> **EXTRACTED TEXT**
START
This is a quickstart/reference/parody, and is not intended as a substitute for the longer tutorials.

What is Lashell?

From the Officially Unofficial Lashell Programming Language Manual:

Lashell is an update of shell programming to a modern paradigm
supporting recursive lazy streams, strong typing, map-reduce on
massively parallel clusters, exceptions (alerts), the well-typed
lambda calculus, dynamic RESTful web template frameworks, and
ponies.

Well, not ponies. (Unless invoked with the -p option for little
ponies or the -P option for big ponies. It is recommend to always
use --replicated in conjunction with these options, as the default
behavior --sharded can be quite alarming.)

But everything else!

Data type reference:

Unusual syntax reference:

Syntax should be generally familiar to programmers with experience in Bash, Python, and functional programming languages (e.g., Lisp/Scheme, Haskell, Erlang, Scala), but there are few innovations unique to Lashell. More detailed explanations follow in subsequent sections of this doc.

Style suggestions:

Use triple space indentation! Absolutely do not use tabs, as tabs will be interpreted as buffer overflows. (For an explanation of why, see the epic discussion on the -devel mailing list.)
END
> **PROBLEM A**
Reproduce the two segmentation rows, the drum row and the beaded belt row, word for word with all their coordinates.
> **PROBLEM B**
Write the next few sentences of the Lashell manual excerpt, picking up after its last style suggestion.
The Lashell passage and the rows that come next have nothing to do with each other.

> **RECORDED INFORMATION**
START
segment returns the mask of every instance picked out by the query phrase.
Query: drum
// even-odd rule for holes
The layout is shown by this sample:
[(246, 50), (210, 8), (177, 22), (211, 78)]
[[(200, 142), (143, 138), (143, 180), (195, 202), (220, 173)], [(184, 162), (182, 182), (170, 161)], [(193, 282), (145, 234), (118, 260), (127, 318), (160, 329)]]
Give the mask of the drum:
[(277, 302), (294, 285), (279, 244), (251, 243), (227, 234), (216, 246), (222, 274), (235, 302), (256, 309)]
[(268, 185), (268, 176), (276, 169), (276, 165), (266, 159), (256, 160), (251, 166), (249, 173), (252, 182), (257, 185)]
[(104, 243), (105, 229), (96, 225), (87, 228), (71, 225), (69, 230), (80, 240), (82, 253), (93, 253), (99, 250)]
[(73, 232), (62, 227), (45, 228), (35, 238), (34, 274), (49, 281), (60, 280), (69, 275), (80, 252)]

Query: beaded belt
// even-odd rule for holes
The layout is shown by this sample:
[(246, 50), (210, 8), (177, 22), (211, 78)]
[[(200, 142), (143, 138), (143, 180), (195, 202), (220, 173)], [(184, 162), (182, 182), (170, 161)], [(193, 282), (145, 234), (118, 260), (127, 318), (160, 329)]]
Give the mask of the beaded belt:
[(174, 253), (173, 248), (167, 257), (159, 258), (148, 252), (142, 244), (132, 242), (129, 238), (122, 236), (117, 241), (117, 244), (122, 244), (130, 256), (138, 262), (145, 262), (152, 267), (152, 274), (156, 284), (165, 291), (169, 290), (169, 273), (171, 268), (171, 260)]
END
> **RESULT A**
segment returns the mask of every instance picked out by the query phrase.
Query: drum
// even-odd rule for holes
The layout is shown by this sample:
[(246, 50), (210, 8), (177, 22), (211, 78)]
[[(200, 142), (143, 138), (143, 180), (195, 202), (220, 173)], [(184, 162), (182, 182), (170, 161)], [(193, 282), (145, 234), (118, 260), (127, 318), (160, 329)]]
Give the mask of the drum:
[(277, 302), (294, 285), (279, 244), (251, 243), (227, 234), (216, 246), (222, 274), (235, 302), (256, 309)]
[(268, 185), (268, 176), (276, 169), (276, 165), (266, 159), (256, 160), (251, 166), (249, 173), (252, 182), (257, 185)]
[(104, 243), (105, 229), (96, 225), (87, 228), (71, 225), (69, 230), (80, 240), (82, 253), (93, 253), (99, 250)]
[(73, 232), (62, 227), (45, 228), (35, 238), (34, 274), (49, 281), (60, 280), (69, 275), (80, 252)]

Query: beaded belt
// even-odd rule for holes
The layout is shown by this sample:
[(246, 50), (210, 8), (177, 22), (211, 78)]
[[(200, 142), (143, 138), (143, 180), (195, 202), (220, 173)], [(184, 162), (182, 182), (170, 161)], [(193, 282), (145, 234), (118, 260), (127, 318), (160, 329)]]
Give the mask of the beaded belt:
[(174, 253), (173, 248), (167, 257), (159, 258), (148, 252), (142, 244), (132, 242), (129, 238), (122, 236), (117, 241), (117, 244), (122, 244), (130, 256), (138, 262), (145, 262), (152, 267), (152, 274), (156, 284), (165, 291), (169, 290), (169, 273), (171, 268), (171, 260)]

> **RESULT B**
Avoid using line numbers and goto, unless a specific algorithm cannot be expressed without them. (See Dijkstra 1968.)

80-character line length is recommended, although pipelines and regular expressions may be as long as 160 and 240 characters respectively without significantly diminishing readability.

See also the official style guide.

Gotchas:

Here are some things that commonly trip up people new to Lashell.

/ is the division operator. // is the filesystem root.

Comments start with --; debug messages start with # and are automatically printed out unless the program is run with the -q (--quiet) option.

/etc/passwd is a file. /etc/ is a persisted ("real") directory. %etc/passwd is just an in-memory directory entry (mostly equivalent to a hash or dictionary entry).

Use builtins:

Don't forget that grep, sort, and cat are built in! The most recent version of Lashell also includes native implementations of awk and cowsay. You do not need to write your own.

If you need stderr, it's in /dev/stderr just like in bash.

Shard/merge notation:

Shard/merge is one of the hardest ideas in the Lashell language.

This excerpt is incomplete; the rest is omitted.